Exercise materials:
↓↓↓

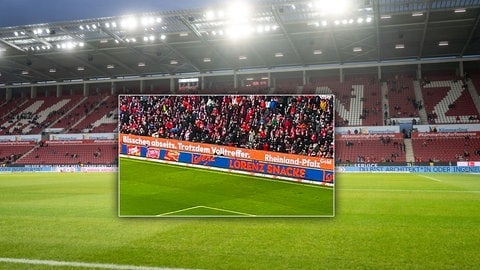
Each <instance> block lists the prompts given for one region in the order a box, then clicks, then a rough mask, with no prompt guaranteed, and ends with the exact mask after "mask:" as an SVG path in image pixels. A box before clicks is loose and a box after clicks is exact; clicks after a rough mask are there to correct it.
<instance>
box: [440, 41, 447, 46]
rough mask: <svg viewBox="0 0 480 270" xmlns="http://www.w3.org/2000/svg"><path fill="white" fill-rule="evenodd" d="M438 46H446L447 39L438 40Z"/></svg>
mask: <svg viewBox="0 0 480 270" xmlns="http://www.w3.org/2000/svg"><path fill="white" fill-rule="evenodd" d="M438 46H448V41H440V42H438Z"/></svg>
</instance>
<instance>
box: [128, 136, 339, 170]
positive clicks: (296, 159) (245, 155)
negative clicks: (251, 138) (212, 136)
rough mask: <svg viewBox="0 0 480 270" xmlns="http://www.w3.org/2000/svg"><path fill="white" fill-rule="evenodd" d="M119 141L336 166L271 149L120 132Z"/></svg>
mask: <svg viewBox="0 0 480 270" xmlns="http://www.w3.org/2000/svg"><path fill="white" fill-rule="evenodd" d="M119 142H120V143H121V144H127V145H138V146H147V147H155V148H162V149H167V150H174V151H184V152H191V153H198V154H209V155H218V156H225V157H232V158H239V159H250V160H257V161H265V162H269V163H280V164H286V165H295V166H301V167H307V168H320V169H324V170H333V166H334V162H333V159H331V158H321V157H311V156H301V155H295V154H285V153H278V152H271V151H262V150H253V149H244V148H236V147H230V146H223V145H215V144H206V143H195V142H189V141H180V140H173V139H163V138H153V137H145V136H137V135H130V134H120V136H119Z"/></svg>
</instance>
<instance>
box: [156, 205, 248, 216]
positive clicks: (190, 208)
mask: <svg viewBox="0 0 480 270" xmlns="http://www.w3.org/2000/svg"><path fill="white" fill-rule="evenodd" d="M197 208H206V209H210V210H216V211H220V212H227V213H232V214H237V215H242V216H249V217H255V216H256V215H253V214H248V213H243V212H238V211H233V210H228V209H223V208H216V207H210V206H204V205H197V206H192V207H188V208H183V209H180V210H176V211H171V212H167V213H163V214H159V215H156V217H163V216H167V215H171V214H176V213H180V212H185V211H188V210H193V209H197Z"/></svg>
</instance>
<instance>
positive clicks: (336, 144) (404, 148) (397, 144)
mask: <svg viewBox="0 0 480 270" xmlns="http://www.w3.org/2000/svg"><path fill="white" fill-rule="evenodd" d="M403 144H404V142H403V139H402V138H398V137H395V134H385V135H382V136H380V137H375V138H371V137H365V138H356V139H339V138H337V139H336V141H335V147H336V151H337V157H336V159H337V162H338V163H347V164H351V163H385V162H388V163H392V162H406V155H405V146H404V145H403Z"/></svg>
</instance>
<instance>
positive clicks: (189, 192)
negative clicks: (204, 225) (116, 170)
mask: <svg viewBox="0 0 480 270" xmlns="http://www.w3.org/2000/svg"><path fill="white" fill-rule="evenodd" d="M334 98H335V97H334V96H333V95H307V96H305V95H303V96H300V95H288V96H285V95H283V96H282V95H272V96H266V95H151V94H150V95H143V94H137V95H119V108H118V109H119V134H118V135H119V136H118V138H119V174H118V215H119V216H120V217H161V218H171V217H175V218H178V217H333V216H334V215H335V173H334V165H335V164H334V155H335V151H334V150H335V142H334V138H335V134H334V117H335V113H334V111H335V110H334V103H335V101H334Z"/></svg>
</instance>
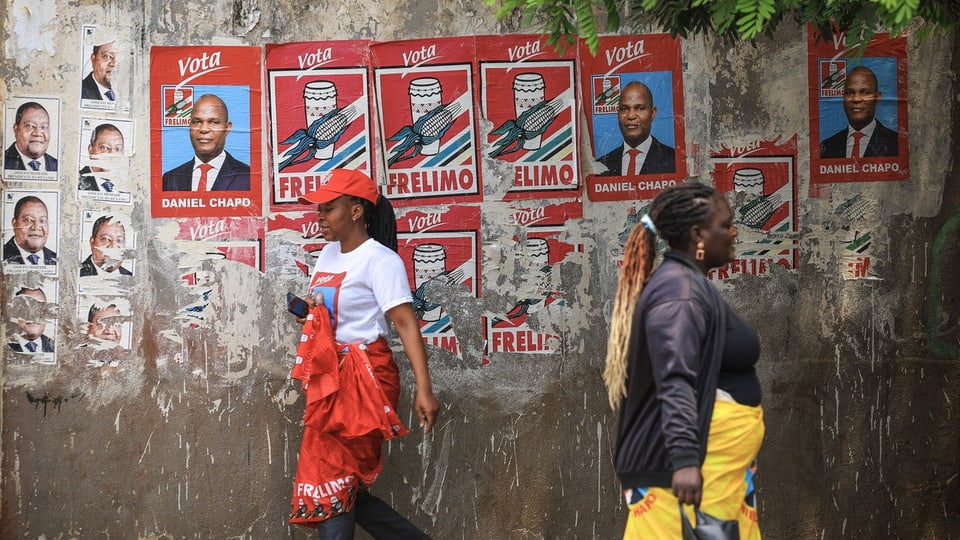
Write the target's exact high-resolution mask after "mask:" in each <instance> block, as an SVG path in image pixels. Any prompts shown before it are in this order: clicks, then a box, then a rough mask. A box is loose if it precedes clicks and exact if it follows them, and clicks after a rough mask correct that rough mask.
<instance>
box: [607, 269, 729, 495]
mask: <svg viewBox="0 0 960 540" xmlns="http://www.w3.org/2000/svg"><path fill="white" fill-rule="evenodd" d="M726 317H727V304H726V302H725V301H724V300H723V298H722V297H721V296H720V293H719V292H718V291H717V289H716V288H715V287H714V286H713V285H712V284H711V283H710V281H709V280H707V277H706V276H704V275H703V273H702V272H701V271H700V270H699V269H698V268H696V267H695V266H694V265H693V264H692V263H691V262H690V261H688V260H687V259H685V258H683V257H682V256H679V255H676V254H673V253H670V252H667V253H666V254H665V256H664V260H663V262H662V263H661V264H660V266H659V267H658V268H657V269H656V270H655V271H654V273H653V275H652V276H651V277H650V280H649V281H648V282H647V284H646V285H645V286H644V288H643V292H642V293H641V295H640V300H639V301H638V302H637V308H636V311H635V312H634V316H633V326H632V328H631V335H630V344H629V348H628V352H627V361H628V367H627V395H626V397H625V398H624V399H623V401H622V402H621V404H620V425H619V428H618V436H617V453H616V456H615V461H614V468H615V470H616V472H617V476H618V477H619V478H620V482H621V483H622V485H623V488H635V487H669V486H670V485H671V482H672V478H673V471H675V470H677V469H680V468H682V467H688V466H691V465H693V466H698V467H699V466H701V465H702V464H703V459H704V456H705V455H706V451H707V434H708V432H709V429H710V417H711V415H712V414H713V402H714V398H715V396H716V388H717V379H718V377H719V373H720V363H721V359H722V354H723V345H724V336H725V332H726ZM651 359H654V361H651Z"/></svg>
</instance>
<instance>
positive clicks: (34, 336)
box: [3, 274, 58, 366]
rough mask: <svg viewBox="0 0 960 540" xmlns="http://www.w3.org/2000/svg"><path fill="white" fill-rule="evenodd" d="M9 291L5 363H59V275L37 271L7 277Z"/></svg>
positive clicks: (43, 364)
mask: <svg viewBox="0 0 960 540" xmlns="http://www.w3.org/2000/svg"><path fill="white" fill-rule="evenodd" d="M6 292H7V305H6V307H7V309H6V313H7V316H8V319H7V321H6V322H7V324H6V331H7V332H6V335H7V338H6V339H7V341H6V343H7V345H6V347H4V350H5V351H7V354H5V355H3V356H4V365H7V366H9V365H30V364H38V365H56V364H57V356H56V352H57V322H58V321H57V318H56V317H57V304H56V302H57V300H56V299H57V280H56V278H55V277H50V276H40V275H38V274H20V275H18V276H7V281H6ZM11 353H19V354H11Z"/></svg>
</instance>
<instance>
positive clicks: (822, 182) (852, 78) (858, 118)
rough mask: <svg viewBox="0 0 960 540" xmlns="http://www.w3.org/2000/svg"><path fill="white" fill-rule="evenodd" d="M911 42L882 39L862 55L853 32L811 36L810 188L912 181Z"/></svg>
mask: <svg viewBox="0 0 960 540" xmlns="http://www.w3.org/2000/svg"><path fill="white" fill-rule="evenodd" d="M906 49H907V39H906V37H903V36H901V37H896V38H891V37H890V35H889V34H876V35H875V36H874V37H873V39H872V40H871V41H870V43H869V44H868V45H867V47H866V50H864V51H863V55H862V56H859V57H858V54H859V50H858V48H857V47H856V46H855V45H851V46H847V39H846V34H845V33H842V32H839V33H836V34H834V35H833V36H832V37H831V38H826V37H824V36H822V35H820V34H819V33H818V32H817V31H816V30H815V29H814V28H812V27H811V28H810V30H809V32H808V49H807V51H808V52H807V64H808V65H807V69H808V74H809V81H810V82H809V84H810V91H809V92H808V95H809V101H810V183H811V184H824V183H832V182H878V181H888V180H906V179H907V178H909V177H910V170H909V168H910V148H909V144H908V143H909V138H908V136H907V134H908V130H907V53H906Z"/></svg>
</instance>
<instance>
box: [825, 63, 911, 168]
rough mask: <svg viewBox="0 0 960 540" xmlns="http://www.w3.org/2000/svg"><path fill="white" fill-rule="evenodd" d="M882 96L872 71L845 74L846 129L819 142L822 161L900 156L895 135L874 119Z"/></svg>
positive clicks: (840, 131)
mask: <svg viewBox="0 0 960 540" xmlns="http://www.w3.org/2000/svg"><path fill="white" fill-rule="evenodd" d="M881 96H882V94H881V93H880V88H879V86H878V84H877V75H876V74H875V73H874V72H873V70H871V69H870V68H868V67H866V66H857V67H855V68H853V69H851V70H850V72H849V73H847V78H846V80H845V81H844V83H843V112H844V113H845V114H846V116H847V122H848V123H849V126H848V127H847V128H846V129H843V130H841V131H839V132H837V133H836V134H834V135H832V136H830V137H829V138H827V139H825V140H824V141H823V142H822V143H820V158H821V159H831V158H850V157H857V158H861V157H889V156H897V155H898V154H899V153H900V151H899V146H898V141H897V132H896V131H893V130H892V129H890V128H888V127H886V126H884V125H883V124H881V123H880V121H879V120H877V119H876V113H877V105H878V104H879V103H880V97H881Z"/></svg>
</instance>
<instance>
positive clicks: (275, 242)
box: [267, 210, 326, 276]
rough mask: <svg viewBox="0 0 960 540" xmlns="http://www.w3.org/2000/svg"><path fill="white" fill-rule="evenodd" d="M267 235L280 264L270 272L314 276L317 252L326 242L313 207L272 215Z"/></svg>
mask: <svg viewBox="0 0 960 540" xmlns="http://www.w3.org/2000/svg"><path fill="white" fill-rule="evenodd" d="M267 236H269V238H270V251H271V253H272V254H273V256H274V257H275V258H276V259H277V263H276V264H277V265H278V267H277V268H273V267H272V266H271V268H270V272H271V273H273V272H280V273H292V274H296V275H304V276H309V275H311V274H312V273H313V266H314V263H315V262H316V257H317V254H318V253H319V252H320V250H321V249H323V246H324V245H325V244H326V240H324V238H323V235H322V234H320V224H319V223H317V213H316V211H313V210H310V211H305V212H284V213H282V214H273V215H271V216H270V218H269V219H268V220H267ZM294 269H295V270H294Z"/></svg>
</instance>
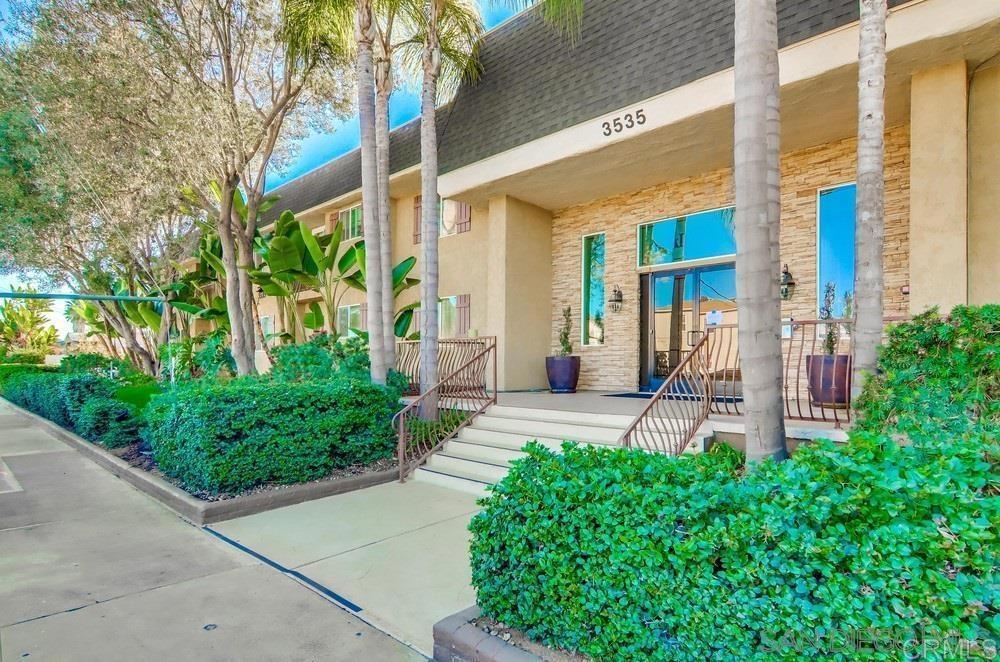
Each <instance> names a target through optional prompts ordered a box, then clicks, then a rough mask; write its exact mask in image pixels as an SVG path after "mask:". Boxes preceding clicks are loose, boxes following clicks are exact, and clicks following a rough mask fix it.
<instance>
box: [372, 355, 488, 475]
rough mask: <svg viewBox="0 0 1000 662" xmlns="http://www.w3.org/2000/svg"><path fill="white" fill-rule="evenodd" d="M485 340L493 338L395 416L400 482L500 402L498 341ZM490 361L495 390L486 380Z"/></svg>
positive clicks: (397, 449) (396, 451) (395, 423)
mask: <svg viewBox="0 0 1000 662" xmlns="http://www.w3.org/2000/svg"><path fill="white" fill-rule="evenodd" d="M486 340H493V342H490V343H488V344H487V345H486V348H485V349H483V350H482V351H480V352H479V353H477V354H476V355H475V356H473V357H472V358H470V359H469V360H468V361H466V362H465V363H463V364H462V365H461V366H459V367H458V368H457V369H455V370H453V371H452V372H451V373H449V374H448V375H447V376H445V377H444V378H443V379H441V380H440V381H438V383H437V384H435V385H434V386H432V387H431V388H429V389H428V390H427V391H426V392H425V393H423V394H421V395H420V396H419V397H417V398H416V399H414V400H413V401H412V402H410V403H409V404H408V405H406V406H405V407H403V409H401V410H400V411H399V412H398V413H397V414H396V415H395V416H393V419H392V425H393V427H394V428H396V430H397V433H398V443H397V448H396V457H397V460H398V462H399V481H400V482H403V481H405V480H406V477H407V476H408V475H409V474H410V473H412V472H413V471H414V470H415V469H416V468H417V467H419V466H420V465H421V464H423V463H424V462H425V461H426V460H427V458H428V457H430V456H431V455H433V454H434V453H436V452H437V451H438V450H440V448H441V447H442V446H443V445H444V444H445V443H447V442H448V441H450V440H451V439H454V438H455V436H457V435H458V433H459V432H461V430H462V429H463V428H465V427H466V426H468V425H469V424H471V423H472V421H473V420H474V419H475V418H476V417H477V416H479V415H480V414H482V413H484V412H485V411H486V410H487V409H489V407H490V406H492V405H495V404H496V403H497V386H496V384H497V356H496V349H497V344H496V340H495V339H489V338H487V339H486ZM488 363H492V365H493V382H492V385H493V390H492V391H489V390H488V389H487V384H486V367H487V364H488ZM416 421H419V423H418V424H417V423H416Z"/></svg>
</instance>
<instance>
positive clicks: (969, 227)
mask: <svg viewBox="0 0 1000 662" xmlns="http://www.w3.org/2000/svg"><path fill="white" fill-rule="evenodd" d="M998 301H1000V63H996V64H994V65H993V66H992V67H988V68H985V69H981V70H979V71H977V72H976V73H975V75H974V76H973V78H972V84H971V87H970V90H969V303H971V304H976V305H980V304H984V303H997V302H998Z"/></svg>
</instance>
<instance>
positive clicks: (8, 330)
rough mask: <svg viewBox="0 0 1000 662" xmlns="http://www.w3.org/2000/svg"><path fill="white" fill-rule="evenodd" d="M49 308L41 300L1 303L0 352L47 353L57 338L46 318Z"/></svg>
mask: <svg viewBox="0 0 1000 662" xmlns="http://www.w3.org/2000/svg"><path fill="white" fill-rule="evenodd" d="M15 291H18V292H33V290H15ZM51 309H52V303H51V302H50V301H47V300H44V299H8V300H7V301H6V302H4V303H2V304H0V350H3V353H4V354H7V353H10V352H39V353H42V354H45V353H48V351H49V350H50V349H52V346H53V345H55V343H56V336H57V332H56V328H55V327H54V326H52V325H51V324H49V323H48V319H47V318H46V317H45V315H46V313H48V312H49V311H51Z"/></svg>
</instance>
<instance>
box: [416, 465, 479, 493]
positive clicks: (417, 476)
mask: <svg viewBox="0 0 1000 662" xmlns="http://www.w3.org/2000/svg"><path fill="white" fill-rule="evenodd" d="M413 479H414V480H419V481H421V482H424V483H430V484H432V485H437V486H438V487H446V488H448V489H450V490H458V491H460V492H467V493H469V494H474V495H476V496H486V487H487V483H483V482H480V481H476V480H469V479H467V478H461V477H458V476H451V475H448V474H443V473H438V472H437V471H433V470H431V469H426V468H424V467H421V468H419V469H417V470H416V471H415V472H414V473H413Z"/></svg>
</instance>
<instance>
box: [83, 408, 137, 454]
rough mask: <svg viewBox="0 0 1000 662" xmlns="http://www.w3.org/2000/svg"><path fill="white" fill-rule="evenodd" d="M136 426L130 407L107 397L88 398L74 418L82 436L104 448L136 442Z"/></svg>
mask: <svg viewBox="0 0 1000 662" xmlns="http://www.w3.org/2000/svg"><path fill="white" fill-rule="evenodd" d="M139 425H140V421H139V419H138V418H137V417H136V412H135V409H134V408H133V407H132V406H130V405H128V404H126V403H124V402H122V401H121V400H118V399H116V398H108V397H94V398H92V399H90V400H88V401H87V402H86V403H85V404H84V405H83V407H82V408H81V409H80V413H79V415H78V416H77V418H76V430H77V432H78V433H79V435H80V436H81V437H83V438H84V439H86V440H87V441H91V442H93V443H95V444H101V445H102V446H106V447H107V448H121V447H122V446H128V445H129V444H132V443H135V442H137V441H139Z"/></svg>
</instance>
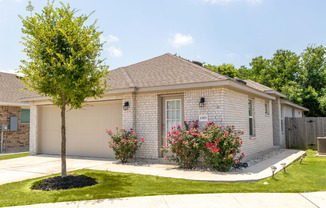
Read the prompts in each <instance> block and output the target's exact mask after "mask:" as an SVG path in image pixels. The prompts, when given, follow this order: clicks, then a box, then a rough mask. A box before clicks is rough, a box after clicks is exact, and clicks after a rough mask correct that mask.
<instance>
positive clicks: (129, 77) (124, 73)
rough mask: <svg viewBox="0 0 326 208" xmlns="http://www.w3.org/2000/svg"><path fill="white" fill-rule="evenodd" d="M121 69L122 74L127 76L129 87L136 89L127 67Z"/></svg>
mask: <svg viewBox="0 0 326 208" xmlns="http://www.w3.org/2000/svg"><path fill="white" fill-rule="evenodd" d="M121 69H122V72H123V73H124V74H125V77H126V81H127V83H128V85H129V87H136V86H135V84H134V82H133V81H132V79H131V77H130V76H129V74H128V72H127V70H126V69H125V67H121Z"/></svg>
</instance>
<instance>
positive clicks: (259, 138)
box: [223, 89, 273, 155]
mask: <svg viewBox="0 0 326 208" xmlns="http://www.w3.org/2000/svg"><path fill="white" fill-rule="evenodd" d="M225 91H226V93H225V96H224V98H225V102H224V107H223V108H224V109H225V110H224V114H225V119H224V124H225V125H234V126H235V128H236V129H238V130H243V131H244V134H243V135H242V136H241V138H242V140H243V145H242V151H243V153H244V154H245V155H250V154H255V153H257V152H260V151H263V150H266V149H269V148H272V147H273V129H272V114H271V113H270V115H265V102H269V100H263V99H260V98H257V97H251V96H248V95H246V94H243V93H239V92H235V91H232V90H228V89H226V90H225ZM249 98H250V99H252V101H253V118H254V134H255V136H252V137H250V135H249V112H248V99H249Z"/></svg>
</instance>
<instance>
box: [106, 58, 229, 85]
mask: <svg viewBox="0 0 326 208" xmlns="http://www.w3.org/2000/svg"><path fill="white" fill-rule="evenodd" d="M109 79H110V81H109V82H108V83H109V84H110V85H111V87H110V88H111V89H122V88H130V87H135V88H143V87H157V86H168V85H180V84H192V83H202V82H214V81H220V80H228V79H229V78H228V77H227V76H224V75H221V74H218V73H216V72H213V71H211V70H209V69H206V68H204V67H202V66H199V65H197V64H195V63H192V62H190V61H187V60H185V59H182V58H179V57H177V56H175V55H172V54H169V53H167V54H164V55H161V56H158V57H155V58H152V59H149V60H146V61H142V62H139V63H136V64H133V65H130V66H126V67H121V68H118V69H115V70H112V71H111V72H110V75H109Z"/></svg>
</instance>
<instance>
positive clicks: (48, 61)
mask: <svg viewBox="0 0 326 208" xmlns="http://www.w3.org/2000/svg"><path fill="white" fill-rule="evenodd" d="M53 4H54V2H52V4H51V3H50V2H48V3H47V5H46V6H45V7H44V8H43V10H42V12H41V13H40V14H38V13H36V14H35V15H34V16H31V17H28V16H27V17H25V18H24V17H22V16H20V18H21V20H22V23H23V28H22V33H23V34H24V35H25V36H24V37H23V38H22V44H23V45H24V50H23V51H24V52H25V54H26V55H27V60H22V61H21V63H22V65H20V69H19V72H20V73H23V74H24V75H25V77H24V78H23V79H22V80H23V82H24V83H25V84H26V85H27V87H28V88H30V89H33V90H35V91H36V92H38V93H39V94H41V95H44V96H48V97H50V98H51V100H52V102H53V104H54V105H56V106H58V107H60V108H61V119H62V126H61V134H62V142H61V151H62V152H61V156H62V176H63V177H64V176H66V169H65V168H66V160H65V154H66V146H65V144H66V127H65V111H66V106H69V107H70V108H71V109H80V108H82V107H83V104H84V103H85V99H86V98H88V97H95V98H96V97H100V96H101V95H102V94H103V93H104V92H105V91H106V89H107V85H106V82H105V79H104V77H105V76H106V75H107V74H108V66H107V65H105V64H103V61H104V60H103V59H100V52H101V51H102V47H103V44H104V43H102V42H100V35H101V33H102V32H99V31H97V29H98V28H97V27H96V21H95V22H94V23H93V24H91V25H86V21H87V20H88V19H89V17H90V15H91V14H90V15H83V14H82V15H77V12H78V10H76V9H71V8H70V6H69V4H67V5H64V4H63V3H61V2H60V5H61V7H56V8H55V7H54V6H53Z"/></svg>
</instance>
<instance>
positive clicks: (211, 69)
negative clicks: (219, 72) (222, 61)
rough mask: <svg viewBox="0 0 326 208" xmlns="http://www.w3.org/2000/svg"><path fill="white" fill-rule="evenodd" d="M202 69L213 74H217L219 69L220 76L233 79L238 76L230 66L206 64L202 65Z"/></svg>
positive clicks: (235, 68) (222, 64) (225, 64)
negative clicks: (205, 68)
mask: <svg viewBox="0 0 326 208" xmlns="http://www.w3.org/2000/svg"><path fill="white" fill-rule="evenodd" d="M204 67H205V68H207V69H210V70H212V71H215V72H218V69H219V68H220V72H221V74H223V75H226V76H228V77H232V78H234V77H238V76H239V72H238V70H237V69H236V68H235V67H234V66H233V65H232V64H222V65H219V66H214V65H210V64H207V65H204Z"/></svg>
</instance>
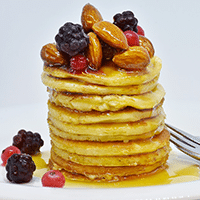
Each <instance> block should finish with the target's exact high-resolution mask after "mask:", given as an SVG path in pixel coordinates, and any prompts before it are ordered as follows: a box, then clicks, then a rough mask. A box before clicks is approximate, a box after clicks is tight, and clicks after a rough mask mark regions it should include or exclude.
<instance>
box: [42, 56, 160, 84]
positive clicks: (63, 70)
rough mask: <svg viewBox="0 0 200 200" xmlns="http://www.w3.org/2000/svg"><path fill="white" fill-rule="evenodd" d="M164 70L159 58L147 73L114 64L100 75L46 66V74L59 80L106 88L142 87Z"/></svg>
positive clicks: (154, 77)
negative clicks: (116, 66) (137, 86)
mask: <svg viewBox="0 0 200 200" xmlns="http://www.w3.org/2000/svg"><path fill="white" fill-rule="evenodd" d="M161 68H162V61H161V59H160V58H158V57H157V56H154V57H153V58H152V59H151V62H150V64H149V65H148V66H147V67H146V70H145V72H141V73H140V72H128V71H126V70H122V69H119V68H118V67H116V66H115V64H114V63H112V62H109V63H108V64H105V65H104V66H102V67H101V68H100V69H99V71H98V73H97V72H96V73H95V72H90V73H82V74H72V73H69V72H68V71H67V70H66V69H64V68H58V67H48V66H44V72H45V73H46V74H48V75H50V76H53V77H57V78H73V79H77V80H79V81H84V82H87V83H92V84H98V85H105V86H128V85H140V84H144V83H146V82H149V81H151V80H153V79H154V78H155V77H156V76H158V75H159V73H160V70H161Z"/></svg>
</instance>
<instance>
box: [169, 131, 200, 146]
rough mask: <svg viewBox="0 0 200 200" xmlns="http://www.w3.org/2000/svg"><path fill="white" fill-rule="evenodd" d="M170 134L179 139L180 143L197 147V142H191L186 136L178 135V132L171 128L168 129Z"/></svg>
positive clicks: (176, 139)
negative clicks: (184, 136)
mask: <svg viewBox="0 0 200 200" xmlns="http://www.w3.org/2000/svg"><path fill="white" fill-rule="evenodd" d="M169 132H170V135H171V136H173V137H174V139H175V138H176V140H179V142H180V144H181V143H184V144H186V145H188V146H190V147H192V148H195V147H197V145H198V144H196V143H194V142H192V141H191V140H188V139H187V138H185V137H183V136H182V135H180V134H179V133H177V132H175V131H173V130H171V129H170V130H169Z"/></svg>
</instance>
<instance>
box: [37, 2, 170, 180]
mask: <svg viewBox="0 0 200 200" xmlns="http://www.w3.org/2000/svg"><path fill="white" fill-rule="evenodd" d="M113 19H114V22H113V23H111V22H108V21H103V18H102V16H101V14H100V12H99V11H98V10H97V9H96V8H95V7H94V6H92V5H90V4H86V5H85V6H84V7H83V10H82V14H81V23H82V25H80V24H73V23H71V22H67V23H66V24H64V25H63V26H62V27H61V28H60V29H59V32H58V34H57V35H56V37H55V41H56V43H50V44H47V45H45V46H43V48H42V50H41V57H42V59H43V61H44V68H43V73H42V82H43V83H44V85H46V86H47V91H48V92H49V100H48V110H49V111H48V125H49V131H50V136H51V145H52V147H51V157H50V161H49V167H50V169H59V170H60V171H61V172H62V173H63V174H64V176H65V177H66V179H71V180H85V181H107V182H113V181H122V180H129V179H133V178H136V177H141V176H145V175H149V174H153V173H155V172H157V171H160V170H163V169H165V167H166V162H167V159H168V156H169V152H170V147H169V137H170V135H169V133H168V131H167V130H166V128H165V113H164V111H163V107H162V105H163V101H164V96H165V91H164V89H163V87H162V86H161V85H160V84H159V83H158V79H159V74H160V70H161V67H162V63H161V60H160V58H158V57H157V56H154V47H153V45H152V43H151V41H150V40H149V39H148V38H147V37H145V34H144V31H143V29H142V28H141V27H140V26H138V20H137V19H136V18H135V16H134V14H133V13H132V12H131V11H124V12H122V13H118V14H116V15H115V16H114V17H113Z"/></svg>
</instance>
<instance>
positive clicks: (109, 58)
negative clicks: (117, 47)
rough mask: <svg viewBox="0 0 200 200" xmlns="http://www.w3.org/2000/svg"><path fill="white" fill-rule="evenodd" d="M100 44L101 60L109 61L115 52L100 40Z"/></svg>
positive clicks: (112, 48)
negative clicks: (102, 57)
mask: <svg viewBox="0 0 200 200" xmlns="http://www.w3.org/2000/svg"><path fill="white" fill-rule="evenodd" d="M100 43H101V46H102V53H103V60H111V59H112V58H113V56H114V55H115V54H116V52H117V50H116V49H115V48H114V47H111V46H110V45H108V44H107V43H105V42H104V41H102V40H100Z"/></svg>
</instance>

↑↑↑

Work item: Return each line from the entries above that includes "before".

Solved exercise:
Each <instance> block lists the prompts given for one region in the order a box, then clicks, then a rough mask, with no prompt guaranteed, and ends with the exact mask after "mask:" as an SVG path in image pixels. A box before clicks is loose and a box after clicks is exact; clicks after a rough mask are there to correct it.
Write the target's exact high-resolution mask after "mask:" in each <instance> block, as an SVG path in image pixels. Any prompts shown before it are in this order: clicks, then a box, then a rough mask. A box is loose if it precedes clicks and exact if it follows them, and clicks after a rough mask correct that rough mask.
Read the prompts in each <instance> block and output the target's exact mask after "mask:" as an SVG path in image pixels. The prompts, when given, follow this order: clicks, then a box, then a rough mask. A box before clicks is rough, a box after clicks is exact, and clicks after a rough mask correct that mask.
Each <instance> block should finish with the target's exact high-resolution mask after "mask:", given as an SVG path in pixel coordinates, and any prompts before it are ordered as follows: a box, then clicks, then a rough mask. A box before clicks is approximate, a box after clicks is tight, and clicks after a rough mask mark regions it should include or exclude.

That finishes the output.